◆ Texte du document:

· · · · ·

La technique parait secondaire - bien plus que ne le disent les héritiers de l'école de Palo Alto : elle est seulement déterminée par la personnalité , la richesse de l'imaginaire - du praticien et du sujet -leurs capacités d'attention , d'adaptation et de réactivité :
autant que par le vécu du mal que seul le patient pourra déclouer du fauteuil.
L' apprentissage est souvent fastidieux , forcément diversifié .
Bien après le grand initiateur moderne que fût Chertock :
- La Socièté Française d'Hypnose sous l'impulsion de janot Hoareau ,
- les écoles Ericksonniennes avec ou sans Godin ,
le laboratoire de Michaux
ont apporté pour beaucoup la formation initiale, montré les possibilités mais aussi les limites , les dangers également de cet abord thérapeutique .
Il est bien sûr nécessaire de confronter sa pratique au sein de groupes , de colloques et de journées comme celles de Lille et d'ailleurs mais en définitive seules l'écoute , l'observation , les réactions du patient permettent de définir une " bonne pratique " surtout pour le médecin généraliste , car cette " voie royale " du Soulagement lui est maintenant largement réouverte, s'il le désire , si son esprit le porte vers cette " poétique " :
Liebault etait un médecin de campagne .Il devint le Maitre de Bernheim.

· · · · ·

◆ Données extraites:

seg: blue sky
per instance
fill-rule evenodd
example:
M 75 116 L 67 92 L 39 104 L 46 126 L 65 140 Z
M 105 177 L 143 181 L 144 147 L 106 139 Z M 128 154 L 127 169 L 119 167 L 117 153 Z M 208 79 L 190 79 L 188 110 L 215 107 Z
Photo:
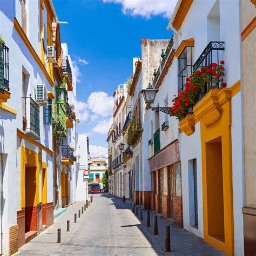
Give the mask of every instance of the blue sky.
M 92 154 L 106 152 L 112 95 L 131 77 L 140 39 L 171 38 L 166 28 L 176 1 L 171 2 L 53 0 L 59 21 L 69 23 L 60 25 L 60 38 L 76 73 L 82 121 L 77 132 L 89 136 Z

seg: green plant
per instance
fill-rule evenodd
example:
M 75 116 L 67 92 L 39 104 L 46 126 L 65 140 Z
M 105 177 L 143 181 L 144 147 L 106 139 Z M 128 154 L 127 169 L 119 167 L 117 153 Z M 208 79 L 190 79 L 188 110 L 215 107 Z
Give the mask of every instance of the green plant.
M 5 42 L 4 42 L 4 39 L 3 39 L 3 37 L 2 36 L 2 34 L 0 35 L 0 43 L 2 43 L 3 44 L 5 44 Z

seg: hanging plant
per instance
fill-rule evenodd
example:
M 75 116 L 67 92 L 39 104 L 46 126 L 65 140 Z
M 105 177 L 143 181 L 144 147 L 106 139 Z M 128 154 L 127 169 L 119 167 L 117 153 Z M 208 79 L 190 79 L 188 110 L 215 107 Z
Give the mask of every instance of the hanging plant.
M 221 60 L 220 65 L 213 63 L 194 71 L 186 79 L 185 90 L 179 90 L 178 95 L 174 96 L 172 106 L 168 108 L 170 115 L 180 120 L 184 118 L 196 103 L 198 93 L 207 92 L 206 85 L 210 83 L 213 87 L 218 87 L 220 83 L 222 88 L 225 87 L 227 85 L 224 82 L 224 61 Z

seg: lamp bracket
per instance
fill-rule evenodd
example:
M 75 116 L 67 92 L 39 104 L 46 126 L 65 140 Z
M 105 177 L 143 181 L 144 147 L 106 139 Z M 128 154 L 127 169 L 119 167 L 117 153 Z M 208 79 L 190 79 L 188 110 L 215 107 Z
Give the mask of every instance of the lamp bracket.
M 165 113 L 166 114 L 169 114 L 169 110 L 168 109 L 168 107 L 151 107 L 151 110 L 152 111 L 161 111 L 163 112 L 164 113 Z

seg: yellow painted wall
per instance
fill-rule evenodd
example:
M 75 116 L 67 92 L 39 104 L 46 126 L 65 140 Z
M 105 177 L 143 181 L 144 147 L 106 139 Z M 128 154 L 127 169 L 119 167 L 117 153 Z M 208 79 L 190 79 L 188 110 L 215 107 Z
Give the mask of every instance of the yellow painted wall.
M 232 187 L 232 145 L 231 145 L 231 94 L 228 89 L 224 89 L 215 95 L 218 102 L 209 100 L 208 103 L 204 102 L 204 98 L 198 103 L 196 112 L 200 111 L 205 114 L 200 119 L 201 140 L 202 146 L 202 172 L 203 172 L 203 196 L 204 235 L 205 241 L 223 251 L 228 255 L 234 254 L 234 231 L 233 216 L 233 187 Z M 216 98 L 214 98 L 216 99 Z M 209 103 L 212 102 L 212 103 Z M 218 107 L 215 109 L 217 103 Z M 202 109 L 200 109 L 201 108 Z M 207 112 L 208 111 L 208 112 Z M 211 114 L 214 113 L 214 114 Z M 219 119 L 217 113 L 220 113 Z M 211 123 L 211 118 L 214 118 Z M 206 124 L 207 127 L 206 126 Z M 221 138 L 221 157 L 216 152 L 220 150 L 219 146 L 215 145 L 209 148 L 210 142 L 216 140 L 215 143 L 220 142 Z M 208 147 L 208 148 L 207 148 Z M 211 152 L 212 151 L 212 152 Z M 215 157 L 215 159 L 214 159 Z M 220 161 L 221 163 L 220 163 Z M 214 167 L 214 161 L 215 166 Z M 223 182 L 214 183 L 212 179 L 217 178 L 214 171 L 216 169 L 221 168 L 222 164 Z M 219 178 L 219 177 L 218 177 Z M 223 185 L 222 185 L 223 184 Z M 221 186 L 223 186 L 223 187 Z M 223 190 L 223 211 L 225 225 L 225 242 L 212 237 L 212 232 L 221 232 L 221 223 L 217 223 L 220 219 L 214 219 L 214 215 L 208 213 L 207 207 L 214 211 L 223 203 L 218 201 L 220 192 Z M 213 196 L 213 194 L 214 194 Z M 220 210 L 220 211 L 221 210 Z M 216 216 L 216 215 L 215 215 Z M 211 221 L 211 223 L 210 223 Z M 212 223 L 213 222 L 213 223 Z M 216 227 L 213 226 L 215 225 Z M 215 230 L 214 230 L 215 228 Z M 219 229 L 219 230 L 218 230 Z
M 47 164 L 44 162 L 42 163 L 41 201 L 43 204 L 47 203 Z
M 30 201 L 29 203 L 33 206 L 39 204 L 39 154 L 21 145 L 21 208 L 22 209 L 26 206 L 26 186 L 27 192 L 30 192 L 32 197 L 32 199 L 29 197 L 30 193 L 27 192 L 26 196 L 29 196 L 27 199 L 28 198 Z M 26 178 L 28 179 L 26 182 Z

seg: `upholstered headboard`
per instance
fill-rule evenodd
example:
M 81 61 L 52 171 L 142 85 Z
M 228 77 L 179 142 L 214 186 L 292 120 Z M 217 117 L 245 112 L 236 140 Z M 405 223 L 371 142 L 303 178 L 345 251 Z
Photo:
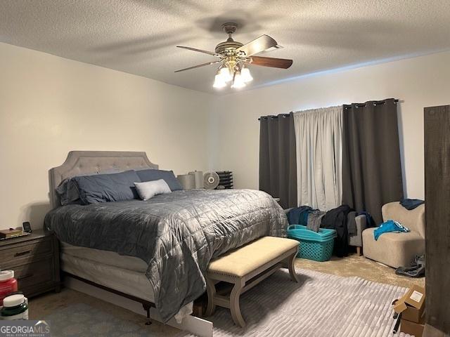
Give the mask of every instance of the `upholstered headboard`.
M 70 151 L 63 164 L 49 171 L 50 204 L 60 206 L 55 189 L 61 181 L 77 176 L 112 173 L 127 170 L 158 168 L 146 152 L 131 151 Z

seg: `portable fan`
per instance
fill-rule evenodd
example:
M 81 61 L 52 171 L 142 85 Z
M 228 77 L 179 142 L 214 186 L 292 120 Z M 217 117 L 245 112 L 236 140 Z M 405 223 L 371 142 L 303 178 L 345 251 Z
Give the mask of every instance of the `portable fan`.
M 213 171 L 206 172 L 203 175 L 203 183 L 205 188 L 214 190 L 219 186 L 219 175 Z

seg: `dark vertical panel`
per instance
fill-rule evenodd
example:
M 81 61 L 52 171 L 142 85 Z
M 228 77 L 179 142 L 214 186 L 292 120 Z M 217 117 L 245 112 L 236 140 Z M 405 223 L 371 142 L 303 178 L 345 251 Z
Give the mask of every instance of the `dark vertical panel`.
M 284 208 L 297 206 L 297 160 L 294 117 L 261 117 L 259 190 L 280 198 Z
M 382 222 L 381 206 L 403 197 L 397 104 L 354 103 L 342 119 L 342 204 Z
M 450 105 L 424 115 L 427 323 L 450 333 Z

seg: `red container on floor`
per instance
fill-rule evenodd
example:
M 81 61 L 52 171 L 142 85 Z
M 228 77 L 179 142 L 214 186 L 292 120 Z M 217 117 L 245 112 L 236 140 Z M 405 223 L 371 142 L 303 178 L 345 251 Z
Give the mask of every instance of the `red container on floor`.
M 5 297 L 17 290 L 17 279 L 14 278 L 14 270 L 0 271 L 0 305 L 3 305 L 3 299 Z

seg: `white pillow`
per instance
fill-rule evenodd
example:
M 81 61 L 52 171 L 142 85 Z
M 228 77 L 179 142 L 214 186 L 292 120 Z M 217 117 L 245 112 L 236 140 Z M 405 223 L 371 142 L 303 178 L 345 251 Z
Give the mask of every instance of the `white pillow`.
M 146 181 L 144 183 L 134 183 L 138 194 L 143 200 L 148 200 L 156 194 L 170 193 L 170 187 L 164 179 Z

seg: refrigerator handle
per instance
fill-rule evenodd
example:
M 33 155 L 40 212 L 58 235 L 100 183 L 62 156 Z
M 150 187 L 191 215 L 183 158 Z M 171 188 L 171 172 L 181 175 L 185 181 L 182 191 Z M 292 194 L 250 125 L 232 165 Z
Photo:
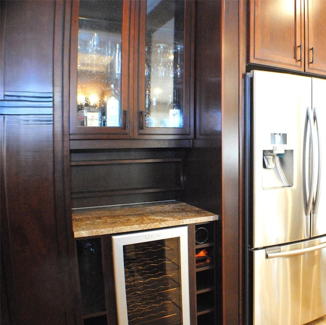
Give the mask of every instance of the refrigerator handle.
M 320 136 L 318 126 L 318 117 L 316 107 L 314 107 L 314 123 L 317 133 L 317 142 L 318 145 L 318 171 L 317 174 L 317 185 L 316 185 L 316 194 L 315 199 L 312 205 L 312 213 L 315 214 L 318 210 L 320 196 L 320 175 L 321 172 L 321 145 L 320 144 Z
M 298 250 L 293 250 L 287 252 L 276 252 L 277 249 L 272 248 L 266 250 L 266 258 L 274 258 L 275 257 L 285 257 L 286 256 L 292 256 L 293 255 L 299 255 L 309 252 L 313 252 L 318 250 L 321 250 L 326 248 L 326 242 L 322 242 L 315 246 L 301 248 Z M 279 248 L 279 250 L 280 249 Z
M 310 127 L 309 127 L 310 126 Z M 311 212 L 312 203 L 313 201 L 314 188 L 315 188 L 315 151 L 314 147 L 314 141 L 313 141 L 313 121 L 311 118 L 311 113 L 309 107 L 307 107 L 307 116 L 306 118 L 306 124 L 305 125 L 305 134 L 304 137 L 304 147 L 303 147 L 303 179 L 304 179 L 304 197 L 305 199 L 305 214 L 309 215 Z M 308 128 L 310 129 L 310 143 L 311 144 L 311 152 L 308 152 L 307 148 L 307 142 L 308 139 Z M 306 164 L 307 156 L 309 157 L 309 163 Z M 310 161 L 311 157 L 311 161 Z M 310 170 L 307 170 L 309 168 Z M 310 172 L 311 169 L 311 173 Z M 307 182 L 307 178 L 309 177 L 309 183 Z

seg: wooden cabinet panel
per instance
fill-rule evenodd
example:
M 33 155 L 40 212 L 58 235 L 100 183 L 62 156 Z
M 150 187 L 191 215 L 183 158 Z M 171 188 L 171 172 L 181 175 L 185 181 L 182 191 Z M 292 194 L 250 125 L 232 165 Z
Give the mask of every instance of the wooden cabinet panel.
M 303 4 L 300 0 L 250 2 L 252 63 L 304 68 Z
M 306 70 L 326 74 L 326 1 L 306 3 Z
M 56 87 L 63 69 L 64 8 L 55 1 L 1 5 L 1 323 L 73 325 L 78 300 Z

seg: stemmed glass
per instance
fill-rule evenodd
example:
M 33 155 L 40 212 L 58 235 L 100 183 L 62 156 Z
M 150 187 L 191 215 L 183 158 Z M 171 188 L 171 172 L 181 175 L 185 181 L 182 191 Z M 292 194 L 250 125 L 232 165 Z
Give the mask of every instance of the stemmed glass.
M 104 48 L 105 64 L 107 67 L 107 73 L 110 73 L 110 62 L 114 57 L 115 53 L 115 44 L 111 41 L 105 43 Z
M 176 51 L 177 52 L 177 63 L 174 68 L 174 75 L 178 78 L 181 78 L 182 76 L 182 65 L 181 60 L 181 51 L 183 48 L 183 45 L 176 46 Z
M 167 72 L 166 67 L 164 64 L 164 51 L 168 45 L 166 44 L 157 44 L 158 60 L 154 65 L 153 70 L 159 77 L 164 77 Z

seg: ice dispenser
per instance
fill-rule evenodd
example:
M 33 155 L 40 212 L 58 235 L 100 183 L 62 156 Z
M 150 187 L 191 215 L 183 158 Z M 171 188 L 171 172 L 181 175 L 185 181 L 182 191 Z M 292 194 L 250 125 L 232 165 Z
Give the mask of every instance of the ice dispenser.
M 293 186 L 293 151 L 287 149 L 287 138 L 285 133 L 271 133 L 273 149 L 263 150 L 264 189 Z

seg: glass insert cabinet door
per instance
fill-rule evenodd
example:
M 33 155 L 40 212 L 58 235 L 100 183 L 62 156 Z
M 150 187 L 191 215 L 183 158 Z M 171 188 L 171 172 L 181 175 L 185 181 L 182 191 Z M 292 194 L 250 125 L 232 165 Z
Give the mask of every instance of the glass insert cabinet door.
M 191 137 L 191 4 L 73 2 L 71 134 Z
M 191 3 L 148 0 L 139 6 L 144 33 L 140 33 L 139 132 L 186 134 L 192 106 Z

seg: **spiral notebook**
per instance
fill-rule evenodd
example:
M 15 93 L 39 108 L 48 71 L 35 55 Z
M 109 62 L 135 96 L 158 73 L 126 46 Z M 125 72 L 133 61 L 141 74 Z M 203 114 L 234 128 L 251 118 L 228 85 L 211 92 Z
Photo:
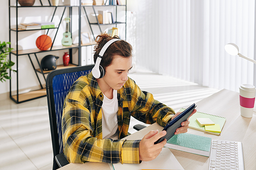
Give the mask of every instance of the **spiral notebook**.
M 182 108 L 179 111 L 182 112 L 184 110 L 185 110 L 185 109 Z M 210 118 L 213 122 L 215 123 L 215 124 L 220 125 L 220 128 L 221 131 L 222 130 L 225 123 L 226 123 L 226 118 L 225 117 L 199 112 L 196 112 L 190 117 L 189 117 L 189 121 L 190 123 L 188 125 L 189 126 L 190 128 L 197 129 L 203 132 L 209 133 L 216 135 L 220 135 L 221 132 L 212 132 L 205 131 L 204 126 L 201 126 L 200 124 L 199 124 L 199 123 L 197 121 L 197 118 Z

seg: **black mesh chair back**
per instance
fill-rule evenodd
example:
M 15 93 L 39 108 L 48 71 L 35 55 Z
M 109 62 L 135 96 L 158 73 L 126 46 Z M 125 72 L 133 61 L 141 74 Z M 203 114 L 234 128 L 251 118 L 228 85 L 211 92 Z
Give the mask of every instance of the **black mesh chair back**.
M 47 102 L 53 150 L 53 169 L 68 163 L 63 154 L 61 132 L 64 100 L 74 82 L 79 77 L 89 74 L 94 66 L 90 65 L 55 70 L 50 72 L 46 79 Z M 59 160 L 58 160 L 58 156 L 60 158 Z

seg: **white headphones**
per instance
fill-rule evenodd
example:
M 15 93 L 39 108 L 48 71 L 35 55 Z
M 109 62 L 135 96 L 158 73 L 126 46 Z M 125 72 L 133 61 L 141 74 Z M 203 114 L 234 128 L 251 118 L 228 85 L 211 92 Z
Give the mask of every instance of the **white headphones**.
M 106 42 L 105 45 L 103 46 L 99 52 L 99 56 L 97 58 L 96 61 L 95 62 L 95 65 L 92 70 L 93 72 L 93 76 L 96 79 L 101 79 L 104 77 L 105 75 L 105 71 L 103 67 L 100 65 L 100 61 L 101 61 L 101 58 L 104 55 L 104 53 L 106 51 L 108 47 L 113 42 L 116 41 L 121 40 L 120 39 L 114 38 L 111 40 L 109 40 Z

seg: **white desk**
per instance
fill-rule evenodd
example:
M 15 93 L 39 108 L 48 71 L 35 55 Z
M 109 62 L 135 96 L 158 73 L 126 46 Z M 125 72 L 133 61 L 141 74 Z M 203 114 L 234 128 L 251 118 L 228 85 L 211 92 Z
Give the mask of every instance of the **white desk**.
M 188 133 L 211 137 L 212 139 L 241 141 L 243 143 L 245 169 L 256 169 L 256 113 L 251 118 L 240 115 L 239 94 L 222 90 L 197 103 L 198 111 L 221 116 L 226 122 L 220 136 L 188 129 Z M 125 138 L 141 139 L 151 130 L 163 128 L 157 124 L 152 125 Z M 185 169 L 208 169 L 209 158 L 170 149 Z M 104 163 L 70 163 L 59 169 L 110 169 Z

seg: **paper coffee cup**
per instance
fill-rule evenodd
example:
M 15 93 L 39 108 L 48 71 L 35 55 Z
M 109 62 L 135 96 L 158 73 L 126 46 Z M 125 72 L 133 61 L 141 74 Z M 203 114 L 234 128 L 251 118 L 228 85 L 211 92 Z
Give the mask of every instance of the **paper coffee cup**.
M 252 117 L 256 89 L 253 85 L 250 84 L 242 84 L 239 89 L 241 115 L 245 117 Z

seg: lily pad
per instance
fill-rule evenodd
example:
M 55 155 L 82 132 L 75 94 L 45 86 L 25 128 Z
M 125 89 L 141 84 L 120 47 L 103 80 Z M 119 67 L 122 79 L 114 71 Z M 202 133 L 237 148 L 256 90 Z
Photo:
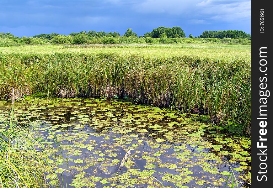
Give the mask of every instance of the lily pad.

· · · · ·

◆ Liste des activités:
1. Modifiez le passage du texte sur la pratique de l'hypnose en commençant par "Bien après le" et en terminant par "Maitre de Bernheim.". Remplacez-y "colloques" par "congrès".
2. Poursuivez le texte sur la pratique de l'hypnose après sa dernière phrase.
Les items n'ont aucun rôle dans ce travail.

◆ Réponses:
1.
Bien après le grand initiateur moderne que fût Chertock :
- La Socièté Française d'Hypnose sous l'impulsion de janot Hoareau ,
- les écoles Ericksonniennes avec ou sans Godin ,
le laboratoire de Michaux
ont apporté pour beaucoup la formation initiale, montré les possibilités mais aussi les limites , les dangers également de cet abord thérapeutique .
Il est bien sûr nécessaire de confronter sa pratique au sein de groupes , de congrès et de journées comme celles de Lille et d'ailleurs mais en définitive seules l'écoute , l'observation , les réactions du patient permettent de définir une " bonne pratique " surtout pour le médecin généraliste , car cette " voie royale " du Soulagement lui est maintenant largement réouverte, s'il le désire , si son esprit le porte vers cette " poétique " :
Liebault etait un médecin de campagne .Il devint le Maitre de Bernheim.

2.
L'approche du Médecin est cependant assez différente de celle du Psychothérapeute car l' éxigence médicale est différente de celle du soutien psychologique , tant sur le plan de la demande du patient que sur celui de la réponse, de la déontologie , de l'ethique médicales .Si les pratiques doivent etre confrontées , elles ne doivent pas etre confondues .Il n'est pas inutile de rappeler la spécificité du Médecin dans la connaissance des mécanismes de la pathologie et de son retentissement à une époque où foisonnent les abords issus de la pensée magique dont on retient isur ce site les passes de Mesmer , le remède de Hahneman , le divan de Freud
un paralléle peut etre tenté entre ces trois “inventeurs “
Haruspice, Freud fouille les entrailles à l'aide des mythes du passé plus ou moins arrangés et le patient en fera une lecture source de sa propre connaissance et peut etre ( re)naissance .
Observateur , Hahnemann interroge la nature à la recherche du remède ressemblant qui pouura préaccorder le patient .
Agitateur , Mesmer , lors de la transe projette le patient hors de ses ornières vers un futur créateur , si redoutable alchimie que l'hypnose garde un aspect sinon encire sulfureux au moins controversé qu'atténue peu à peu l'apport des neurosciences
FAUT-IL QUE LE MÉDECIN EN EMPRUNTE TOUS LES CHEMINS ?
Pour toute ces raisons ,en raison de sa formation , de son exercice ,concernant la seule hypnose , , certainement pas ,
au moins pas tout seul , mais dans un cadre multidisciplinaire ,dans le permanent souci de l' Ethique Médicale , dans le respect des règles communément admises de la Déontologie .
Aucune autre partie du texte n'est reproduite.